Market Watch — May 17, 2026

Market Watch • May 17, 2026

U.S. Markets Slide as Treasury Yields Surge Past 4.6%, Oil Holds Above $105

U.S. equity markets posted sharp losses this week as a repricing of Federal Reserve rate expectations drove the 10-year Treasury yield above 4.6 percent for the first time in a year, while crude oil prices climbed above $105 a barrel on sustained geopolitical disruptions in the Persian Gulf.

KEY MARKET NUMBERS
S&P 500: 7,408.50 ▼1.24%
Dow Jones: 49,526 ▼537pts
Nasdaq: 26,225 ▼1.54%
WTI Crude: $105.42 ▲4.2%
Brent Crude: $109.26 ▲4.0%
10-Yr Yield: 4.60% ▲12yr high
Dollar Index: 99.28 ▲0.47%
Gold: $4,559/oz ▼2.7%
VIX: 18.00 ▲multi-week high

Equities: Broad-Based Sell-Off Driven by Rate Repricing

The S&P 500 fell 1.24 percent to close at 7,408.50, while the Nasdaq Composite dropped 1.54 percent to 26,225.14 and the Dow Jones Industrial Average shed 537 points to 49,526.17. The declines were broad-based but concentrated in rate-sensitive sectors: technology, real estate, and growth-oriented names bore the brunt as rising discount rates compressed valuation multiples.

Nvidia fell 4.4 percent despite reporting $54.9 billion in quarterly revenue — a 56 percent year-over-year surge driven by AI infrastructure demand. The earnings beat was overshadowed by the broader risk-off rotation: Intel declined 6 percent, AMD lost 5.7 percent, and Micron gave back 6.6 percent. Microsoft was a notable outlier, rising 4 percent after Bill Ackman’s Pershing Square disclosed a significant new position. Tesla slid 4.75 percent, and Boeing shed 2.8 percent on a weak quarterly order book. Cerebras Holdings, the AI chip designer that went public earlier this month, fell approximately 10 percent on post-IPO profit-taking.

◆ **Entries supplied**
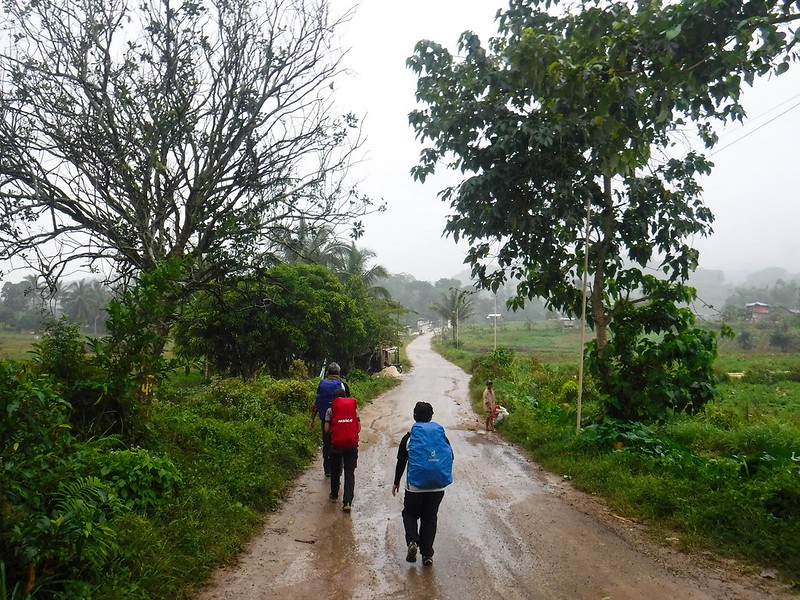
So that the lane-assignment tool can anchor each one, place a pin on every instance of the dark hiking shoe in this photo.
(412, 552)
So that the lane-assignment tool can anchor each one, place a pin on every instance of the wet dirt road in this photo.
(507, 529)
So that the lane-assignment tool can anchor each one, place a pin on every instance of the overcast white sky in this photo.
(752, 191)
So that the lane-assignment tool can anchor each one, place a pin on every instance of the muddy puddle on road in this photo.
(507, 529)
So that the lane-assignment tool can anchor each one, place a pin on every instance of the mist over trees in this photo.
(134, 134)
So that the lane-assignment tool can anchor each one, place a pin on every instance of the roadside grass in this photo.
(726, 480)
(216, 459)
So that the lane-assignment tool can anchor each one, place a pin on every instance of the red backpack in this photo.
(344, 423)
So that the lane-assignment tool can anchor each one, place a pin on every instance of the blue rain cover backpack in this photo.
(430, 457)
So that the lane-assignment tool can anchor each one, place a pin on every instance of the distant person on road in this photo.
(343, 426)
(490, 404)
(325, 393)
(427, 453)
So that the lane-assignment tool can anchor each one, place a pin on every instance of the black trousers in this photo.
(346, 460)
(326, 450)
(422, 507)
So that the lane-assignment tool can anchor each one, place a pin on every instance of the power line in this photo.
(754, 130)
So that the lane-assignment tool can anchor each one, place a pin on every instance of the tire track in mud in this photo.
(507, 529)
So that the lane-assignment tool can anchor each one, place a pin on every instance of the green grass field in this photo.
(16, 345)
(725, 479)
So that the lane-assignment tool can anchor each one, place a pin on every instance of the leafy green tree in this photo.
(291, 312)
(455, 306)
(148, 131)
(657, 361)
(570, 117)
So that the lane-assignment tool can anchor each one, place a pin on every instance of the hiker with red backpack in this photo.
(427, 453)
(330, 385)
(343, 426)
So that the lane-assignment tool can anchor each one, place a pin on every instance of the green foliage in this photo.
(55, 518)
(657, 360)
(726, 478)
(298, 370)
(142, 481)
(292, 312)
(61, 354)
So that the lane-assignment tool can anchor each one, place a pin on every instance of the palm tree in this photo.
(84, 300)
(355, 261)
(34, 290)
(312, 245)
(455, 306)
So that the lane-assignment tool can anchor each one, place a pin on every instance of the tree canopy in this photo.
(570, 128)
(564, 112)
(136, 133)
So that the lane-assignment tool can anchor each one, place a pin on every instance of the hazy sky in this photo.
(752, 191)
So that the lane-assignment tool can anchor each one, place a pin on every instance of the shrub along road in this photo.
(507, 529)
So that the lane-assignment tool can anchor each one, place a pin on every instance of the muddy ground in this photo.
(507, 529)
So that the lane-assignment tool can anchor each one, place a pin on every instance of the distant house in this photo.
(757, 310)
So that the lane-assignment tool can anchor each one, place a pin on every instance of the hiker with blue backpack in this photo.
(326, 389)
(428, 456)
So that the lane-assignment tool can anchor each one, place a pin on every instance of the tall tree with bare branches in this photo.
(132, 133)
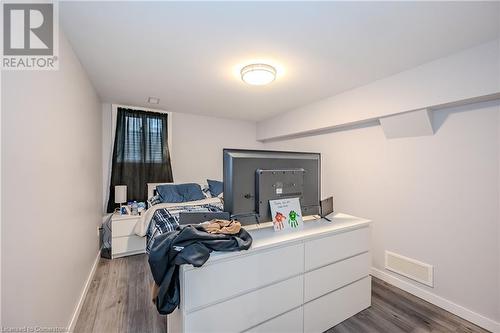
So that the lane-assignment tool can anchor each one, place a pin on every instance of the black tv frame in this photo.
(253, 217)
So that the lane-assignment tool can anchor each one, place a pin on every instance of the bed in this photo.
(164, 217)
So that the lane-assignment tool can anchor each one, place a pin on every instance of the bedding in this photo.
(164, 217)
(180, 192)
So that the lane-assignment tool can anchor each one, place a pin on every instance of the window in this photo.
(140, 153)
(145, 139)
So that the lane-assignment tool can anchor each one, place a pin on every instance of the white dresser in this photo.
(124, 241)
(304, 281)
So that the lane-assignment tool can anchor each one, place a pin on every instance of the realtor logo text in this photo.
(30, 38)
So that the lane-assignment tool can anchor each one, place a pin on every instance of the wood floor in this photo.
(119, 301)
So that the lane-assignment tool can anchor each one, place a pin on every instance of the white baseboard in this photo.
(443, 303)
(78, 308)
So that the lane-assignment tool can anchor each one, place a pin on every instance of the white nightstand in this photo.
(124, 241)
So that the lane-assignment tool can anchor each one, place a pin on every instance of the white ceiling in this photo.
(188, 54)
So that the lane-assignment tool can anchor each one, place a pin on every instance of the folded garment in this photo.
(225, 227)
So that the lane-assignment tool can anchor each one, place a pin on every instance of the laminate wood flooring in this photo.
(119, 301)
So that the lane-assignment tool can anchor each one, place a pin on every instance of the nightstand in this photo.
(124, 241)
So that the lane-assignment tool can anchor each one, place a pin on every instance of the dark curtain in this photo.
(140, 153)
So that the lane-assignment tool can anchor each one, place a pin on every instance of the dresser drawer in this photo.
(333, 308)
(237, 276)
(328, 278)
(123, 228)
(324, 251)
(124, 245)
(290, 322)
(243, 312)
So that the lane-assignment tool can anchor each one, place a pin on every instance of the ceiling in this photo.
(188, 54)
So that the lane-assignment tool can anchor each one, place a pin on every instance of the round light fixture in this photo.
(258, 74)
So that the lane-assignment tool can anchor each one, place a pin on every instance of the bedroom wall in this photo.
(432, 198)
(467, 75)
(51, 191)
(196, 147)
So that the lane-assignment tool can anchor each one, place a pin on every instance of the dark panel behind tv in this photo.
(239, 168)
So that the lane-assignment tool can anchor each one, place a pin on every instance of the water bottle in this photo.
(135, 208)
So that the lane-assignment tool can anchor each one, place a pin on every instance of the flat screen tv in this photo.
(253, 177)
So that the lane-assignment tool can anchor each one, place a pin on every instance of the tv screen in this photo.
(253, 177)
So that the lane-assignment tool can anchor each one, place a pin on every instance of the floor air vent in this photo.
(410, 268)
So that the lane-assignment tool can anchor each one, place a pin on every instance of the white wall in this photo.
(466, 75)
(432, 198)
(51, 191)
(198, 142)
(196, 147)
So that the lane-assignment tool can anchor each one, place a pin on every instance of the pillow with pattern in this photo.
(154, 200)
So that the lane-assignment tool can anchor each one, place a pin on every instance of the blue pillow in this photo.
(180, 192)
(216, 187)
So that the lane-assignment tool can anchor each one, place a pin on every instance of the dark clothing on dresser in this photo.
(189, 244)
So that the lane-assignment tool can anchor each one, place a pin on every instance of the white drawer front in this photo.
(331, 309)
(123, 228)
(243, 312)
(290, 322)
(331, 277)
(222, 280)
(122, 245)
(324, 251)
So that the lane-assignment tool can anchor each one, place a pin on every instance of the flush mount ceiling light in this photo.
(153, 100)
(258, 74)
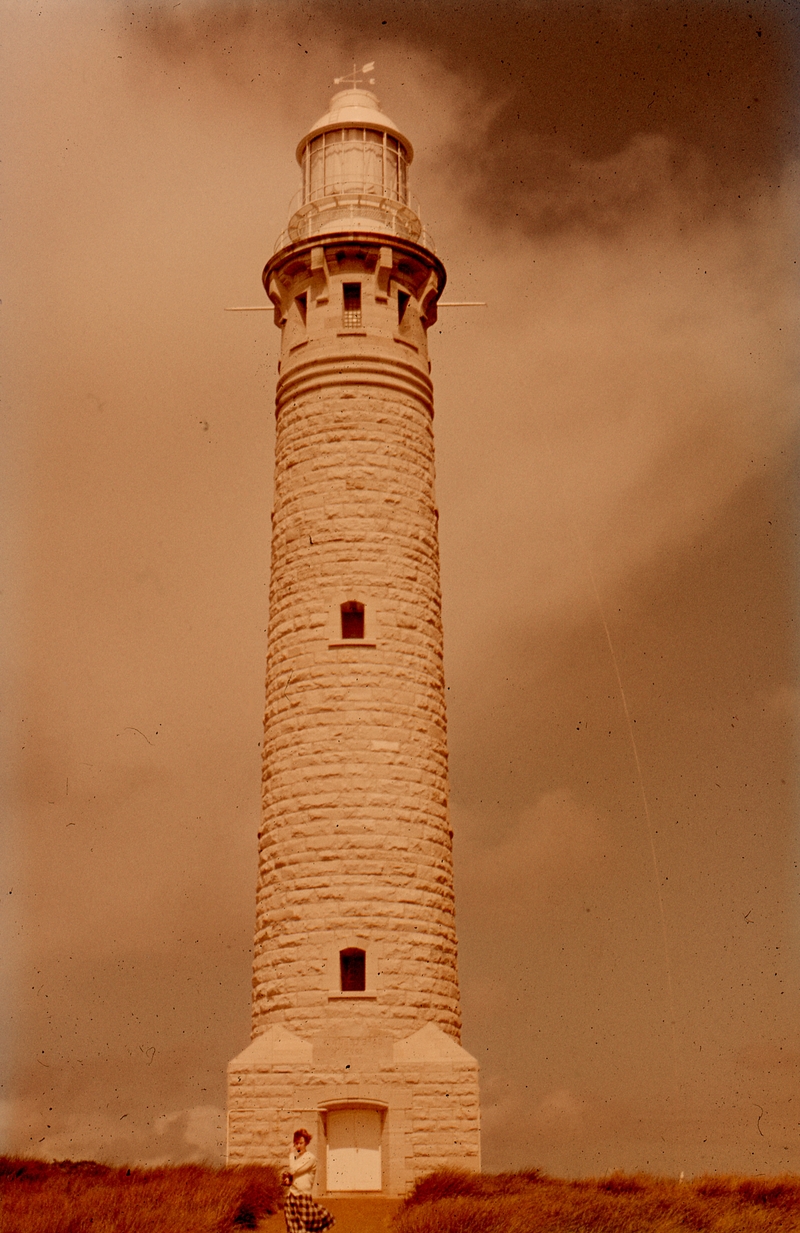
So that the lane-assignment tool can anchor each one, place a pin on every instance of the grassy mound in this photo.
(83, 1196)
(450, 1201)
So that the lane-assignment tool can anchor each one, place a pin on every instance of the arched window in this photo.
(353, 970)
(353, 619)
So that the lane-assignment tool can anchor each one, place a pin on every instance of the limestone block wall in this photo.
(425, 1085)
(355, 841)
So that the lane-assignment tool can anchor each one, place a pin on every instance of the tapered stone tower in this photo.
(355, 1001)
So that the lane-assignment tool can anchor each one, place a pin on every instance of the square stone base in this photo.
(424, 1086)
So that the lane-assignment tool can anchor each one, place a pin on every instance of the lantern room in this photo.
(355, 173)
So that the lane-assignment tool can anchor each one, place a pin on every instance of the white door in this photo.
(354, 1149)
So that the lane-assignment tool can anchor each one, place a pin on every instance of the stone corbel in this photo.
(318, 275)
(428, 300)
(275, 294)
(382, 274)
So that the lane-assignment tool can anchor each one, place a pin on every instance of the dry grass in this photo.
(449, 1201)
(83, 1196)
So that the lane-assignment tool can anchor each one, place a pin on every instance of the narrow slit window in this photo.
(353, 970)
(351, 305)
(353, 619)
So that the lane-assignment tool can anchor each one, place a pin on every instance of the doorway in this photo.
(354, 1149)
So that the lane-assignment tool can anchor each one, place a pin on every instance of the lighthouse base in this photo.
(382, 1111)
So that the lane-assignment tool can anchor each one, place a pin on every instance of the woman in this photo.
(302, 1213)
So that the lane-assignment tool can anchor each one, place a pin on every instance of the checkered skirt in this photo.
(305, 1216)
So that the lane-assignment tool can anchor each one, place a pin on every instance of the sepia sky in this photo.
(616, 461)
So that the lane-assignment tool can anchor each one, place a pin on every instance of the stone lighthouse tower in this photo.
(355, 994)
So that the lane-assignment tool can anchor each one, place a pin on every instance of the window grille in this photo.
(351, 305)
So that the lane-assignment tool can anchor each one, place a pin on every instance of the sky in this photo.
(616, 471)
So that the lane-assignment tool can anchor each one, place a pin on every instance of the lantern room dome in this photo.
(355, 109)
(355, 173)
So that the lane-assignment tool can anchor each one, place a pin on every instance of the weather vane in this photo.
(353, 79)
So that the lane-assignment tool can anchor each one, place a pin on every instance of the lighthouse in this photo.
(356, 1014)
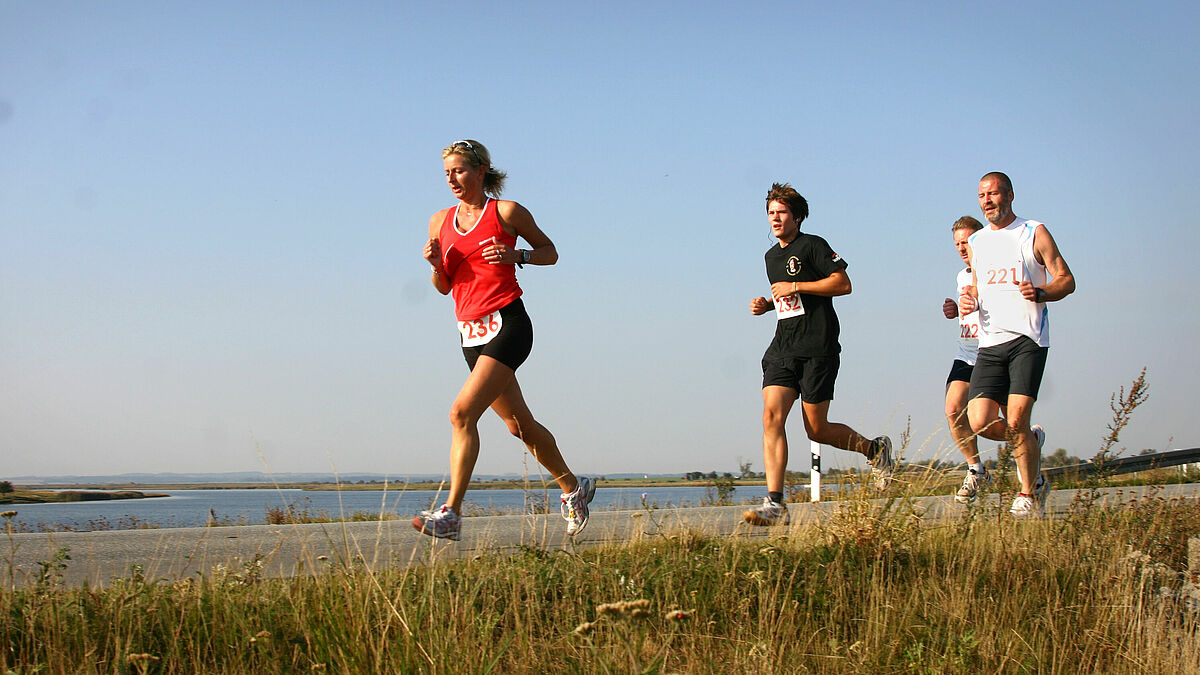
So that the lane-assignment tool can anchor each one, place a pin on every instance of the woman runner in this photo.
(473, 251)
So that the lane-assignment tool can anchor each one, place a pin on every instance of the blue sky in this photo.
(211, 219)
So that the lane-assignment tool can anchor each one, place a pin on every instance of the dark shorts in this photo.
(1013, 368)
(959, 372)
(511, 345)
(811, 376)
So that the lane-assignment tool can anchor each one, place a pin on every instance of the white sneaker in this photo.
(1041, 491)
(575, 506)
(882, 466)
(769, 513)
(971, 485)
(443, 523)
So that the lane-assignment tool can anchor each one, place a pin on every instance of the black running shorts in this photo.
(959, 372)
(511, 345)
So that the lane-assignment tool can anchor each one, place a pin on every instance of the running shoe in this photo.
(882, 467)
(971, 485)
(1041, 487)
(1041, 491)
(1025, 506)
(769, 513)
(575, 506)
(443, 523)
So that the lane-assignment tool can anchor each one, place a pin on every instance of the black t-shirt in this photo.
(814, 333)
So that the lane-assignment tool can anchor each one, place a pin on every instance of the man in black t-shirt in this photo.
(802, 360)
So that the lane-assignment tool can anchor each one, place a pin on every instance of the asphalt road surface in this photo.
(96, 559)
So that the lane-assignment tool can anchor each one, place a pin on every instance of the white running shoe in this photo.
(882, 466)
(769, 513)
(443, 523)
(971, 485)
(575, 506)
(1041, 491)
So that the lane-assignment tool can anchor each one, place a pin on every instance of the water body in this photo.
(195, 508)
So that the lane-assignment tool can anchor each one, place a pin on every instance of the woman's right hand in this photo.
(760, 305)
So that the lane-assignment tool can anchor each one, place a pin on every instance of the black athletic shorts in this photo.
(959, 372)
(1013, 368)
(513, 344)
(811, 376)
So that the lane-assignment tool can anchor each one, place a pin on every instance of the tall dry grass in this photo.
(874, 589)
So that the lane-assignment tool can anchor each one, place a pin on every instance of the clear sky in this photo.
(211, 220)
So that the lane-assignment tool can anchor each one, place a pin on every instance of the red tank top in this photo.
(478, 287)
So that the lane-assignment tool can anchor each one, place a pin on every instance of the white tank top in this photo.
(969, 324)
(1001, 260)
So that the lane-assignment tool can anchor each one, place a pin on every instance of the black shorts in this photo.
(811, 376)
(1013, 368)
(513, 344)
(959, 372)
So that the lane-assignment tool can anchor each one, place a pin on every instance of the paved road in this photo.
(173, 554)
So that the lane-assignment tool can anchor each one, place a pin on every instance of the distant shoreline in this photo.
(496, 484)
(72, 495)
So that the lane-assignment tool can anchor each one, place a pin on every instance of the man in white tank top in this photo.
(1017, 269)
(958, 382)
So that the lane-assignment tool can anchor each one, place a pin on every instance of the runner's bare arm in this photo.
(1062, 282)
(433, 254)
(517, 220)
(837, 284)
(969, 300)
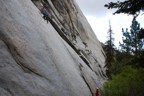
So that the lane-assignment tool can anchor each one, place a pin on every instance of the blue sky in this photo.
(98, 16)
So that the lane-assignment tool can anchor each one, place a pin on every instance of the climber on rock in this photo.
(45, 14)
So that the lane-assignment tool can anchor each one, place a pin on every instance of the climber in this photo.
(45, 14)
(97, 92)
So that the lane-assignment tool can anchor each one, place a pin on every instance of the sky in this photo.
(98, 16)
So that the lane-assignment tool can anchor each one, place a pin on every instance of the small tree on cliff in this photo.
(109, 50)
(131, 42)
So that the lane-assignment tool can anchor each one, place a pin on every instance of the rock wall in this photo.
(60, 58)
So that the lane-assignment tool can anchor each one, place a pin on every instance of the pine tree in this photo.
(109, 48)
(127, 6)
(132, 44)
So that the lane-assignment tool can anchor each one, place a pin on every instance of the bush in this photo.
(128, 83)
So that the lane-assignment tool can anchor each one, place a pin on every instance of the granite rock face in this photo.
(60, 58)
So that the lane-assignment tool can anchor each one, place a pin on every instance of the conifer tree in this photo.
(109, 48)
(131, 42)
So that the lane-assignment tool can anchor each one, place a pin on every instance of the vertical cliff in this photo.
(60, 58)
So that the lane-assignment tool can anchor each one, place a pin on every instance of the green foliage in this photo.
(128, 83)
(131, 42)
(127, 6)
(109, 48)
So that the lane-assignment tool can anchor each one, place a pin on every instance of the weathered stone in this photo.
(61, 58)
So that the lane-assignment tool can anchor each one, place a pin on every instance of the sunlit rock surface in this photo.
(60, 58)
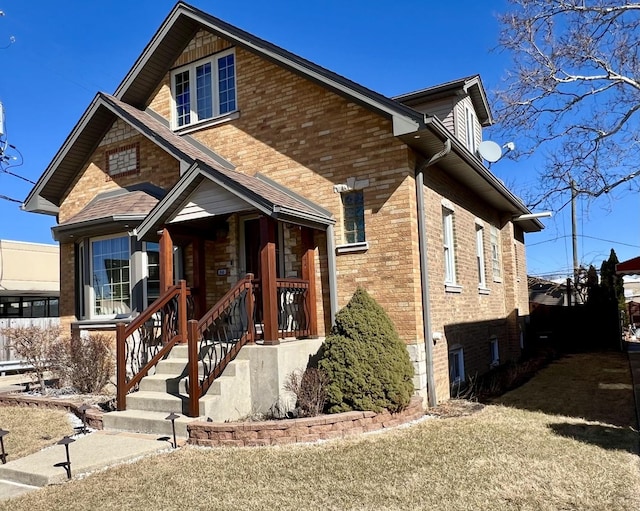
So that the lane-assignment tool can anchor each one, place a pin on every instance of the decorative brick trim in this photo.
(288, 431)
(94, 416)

◆ **Your task**
Copy the market report word for word, starting at "Equities: Broad-Based Sell-Off" and stopping after "compressed valuation multiples.". Nothing in the listing is needed for this work.

◆ **Finished answer**
Equities: Broad-Based Sell-Off Driven by Rate Repricing

The S&P 500 fell 1.24 percent to close at 7,408.50, while the Nasdaq Composite dropped 1.54 percent to 26,225.14 and the Dow Jones Industrial Average shed 537 points to 49,526.17. The declines were broad-based but concentrated in rate-sensitive sectors: technology, real estate, and growth-oriented names bore the brunt as rising discount rates compressed valuation multiples.